### ТЕКСТ ДЛЯ ЧТЕНИЯ
┄┄┄┄┄┄┄┄┄┄┄┄┄┄┄┄┄┄┄┄

Белинский скоро охладел к Гончарову, посчитав его филистером, Тургенев сообщал, что "проштудировав" Гончарова, увидел в нем чиновника с мелкими интересами и мизерным миром. Примерно в том же духе о нем отзывались Достоевский, Некрасов. Хотя и ценили его талант. Конечно, автор был не юн, чтобы удариться в беспросветные переживания по этому поводу, в момент выхода первого романа ему исполнилось тридцать пять лет. Да и успех у читающей России, пожалуй, заглушал эти нелестные реплики. Надо было двигаться дальше. И Гончаров с каким-то носорожьим упорством прокладывал себе путь. Он служил переводчиком в министерстве финансов и писал урывками новый роман. "Вещь вырабатывается в голове медленно и тяжело", - признавался он. Десять лет длилась эта работа, мелкий чиновник успел совершить кругосветное плавание, и наконец, был опубликован "Обломов".

"В Гороховой улице, в одном из больших домов, народонаселения которого стало бы на целый уездный город, лежал утром в постели, на своей квартире…".

Илья Ильич Обломов - это имя загоралось ровным круглящимся пламенем.

Новый роман, новые поиски. Здесь уже "фламандский стиль" виден сразу, на второй же странице, в описании знаменитого впоследствии халата "без малейшего намека на Европу" и всей обстановки: тяжелых штор, зачехленной мебели, бюро красного дерева, занесенных пылью зеркал, ковров, стола с солонкой, хлебными крошками и обглоданной косточкой. Фламандский стиль - это прежде всего Рубенс, чью живопись искусствовед характеризует как "прекрасную, сочную, сияющую и сквозистую", отличающуюся теплым - "как живое тело" - колоритом. Имея в виду этот тепло-телесный колорит, надо признать реплику Дружинина о том, что у Гончарова фламандский стиль, весьма удачной. Читатель "Обломова" как будто заворачивается в тот самый халат. Правда, критики как раз считали Гончарова отстраненным, холодно-объективным сочинителем. Белинский полагал, что Гончаров вообще единственный из современников "приближается к идеалу чистого искусства" и что у него "нет ни любви, ни вражды к создаваемым им лицам". Возможно, прочитав "Обломова", мэтр переменил бы свое мнение. Достаточно даже было бы прочесть "Сон Обломова", главу, появившуюся в печати десятью годами раньше всего романа. Сквозь прозрачный слой здесь "просвечивал теплый красноватый подмалевок", а "переходы между тенью и светом не резки: все артистически обобщено и приведено в свето-цветовую гармонию". Сказанное о полотнах Рубенса вполне применимо к этой прозе. Любой жест художника пристрастен и не бывает объективной картины мира. Даже фотограф не объективен, а предлагает нам свой вариант мироздания, ну или только чей-нибудь портрет или вид улицы. Сквозь строки "Сна Обломова", да и всего романа проступает "красноватый подмалевок" любви.

┄┄┄┄┄┄┄┄┄┄┄┄┄┄┄┄┄┄┄┄

### ЦЕЛЬ ЗАДАНИЯ 1
Обновите записи, начиная со строки, содержащей «Would you mind indicating the navy blue long-sleeve», и заканчивая концом записей: замените «navy blue» на «dark blue», а всё остальное оставьте без изменений.

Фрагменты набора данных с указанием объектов

┄┄┄┄┄┄┄┄┄┄┄┄┄┄┄┄┄┄┄┄

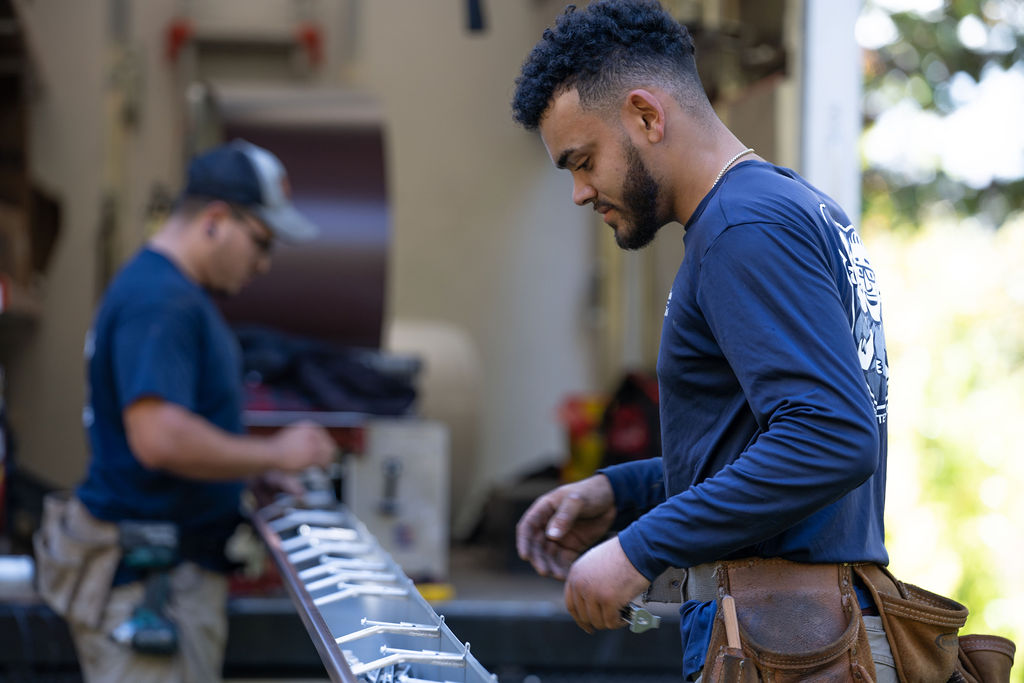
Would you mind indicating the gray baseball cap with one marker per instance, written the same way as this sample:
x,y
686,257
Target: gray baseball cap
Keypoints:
x,y
242,173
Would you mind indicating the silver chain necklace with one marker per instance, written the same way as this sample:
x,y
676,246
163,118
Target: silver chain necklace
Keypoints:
x,y
730,163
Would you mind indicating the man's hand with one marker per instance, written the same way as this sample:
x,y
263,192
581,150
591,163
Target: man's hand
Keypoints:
x,y
302,444
563,523
268,484
600,585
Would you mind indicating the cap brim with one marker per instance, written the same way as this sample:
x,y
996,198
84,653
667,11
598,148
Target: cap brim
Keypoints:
x,y
288,224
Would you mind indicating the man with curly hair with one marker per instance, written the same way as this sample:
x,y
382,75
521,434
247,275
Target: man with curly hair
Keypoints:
x,y
771,483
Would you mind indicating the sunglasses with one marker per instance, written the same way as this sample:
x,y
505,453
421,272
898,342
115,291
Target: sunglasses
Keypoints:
x,y
260,240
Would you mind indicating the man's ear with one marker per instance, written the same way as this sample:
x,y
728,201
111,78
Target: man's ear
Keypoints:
x,y
212,214
643,115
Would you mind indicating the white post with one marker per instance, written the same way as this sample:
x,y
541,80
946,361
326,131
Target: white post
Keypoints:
x,y
832,101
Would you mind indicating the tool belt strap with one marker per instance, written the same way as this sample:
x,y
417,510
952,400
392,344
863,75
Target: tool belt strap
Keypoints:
x,y
679,585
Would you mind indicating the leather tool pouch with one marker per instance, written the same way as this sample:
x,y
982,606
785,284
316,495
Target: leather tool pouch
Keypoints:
x,y
921,626
76,558
922,629
984,659
797,623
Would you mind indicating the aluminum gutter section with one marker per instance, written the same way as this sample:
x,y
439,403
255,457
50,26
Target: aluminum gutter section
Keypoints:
x,y
365,616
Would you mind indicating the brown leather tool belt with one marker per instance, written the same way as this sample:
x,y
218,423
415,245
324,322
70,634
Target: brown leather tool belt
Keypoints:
x,y
800,622
797,622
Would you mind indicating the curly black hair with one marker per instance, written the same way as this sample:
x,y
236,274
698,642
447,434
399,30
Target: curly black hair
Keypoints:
x,y
609,46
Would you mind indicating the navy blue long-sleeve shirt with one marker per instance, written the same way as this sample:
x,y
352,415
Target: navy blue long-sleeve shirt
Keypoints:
x,y
773,389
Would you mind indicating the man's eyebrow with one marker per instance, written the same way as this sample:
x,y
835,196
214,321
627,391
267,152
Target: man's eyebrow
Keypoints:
x,y
563,159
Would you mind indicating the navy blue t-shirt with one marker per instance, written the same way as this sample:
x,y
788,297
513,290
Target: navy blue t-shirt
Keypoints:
x,y
157,334
773,383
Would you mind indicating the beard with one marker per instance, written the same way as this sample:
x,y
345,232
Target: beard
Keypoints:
x,y
640,194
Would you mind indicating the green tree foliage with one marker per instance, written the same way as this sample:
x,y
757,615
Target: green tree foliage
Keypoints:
x,y
920,66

┄┄┄┄┄┄┄┄┄┄┄┄┄┄┄┄┄┄┄┄

### ЦЕЛЬ ЗАДАНИЯ 2
Сколько лет было Гончарову в момент выхода его первого романа, согласно тексту о Гончарове?

### ОТВЕТ НА ЗАДАНИЕ 1
Would you mind indicating the dark blue long-sleeve shirt with one marker per instance, written the same way as this sample:
x,y
352,415
Target: dark blue long-sleeve shirt
Keypoints:
x,y
773,389
Would you mind indicating the man's eyebrow with one marker per instance, written the same way as this sample:
x,y
835,196
214,321
627,391
267,152
Target: man's eyebrow
Keypoints:
x,y
563,159
Would you mind indicating the dark blue t-shirt with one marker per instance, written the same way as this sample:
x,y
788,297
513,290
Target: dark blue t-shirt
Keypoints:
x,y
157,334
773,383
Would you mind indicating the beard with one marker per instance, written the same way as this sample:
x,y
345,232
Target: beard
Keypoints:
x,y
640,194
Would you mind indicating the green tree foliage with one marker per instance, written the same way as this sample:
x,y
757,615
Target: green tree foliage
Keypoints:
x,y
920,66

### ОТВЕТ НА ЗАДАНИЕ 2
Тридцать пять лет.